## [Problem requirements]
Count the lines in the rows below that contain the string "basketball", matching case exactly, and reply with that number alone.

## [Data for this exercise]
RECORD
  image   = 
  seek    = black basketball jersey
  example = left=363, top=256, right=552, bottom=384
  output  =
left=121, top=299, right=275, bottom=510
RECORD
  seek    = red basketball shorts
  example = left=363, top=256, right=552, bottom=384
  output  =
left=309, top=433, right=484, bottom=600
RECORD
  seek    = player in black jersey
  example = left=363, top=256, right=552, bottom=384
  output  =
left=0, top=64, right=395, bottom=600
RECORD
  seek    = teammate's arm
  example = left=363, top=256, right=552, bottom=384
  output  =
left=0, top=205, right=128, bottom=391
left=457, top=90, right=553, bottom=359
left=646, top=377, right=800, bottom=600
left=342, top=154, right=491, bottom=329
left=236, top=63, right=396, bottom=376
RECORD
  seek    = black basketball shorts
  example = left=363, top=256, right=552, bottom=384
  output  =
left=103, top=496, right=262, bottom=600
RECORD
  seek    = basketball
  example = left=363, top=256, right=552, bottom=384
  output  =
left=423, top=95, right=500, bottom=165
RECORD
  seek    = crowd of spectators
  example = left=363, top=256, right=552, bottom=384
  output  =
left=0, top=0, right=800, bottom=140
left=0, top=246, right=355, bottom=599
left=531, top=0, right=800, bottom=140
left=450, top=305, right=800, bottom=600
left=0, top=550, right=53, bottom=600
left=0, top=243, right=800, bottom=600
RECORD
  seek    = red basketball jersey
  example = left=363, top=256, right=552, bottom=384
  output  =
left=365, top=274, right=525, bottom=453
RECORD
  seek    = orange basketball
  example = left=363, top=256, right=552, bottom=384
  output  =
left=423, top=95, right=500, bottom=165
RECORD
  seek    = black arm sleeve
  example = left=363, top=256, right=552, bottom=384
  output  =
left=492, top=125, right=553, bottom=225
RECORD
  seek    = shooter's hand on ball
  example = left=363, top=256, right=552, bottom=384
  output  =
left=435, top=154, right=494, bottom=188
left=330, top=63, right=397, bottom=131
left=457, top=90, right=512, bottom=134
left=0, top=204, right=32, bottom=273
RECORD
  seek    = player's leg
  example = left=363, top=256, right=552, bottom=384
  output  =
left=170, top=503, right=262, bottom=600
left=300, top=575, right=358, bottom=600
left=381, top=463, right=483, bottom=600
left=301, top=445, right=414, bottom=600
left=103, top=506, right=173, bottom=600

## [Exercise response]
6